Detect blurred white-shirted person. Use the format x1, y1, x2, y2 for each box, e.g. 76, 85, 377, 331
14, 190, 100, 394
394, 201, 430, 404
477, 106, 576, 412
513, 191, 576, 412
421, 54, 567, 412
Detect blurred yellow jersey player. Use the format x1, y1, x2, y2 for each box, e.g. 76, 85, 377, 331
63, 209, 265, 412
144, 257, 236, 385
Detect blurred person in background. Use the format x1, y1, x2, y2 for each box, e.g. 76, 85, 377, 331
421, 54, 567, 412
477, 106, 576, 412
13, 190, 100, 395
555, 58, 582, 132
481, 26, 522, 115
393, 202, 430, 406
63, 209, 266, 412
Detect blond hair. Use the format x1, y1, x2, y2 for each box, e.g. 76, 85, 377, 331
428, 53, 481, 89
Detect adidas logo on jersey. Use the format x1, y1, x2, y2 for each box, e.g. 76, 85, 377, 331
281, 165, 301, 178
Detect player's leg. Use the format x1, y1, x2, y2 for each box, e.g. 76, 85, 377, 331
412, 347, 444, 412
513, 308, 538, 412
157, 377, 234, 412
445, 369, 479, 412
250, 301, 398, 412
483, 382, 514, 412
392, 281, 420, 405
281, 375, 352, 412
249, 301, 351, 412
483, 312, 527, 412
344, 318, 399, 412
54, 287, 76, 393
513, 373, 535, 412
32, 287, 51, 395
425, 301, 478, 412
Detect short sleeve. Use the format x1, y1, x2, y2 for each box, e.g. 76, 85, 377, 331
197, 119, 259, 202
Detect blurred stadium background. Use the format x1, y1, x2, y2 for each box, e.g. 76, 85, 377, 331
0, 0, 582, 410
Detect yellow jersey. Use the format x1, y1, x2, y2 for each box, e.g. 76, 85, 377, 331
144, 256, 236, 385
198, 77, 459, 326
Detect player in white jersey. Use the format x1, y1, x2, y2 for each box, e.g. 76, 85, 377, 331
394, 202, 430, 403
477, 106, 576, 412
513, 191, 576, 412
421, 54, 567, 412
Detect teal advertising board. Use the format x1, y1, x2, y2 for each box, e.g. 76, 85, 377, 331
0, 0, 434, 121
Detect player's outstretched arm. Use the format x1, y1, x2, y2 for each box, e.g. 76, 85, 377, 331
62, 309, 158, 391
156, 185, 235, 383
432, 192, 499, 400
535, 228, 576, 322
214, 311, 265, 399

PROBLEM STATEMENT —
Reproduce word for word the part of the rows above that opens with the line containing "Detect player in" and closes with the line containing "0, 0, 434, 121", including both of those lines.

CORRECT ANSWER —
Detect player in white jersey. Use the format x1, y1, x2, y2 for each box, e.g. 76, 85, 377, 331
394, 202, 430, 403
477, 106, 576, 412
513, 191, 576, 412
421, 54, 567, 412
Detect teal advertising board. Use the format x1, y1, x2, y2 for each box, e.g. 76, 85, 377, 331
0, 0, 434, 121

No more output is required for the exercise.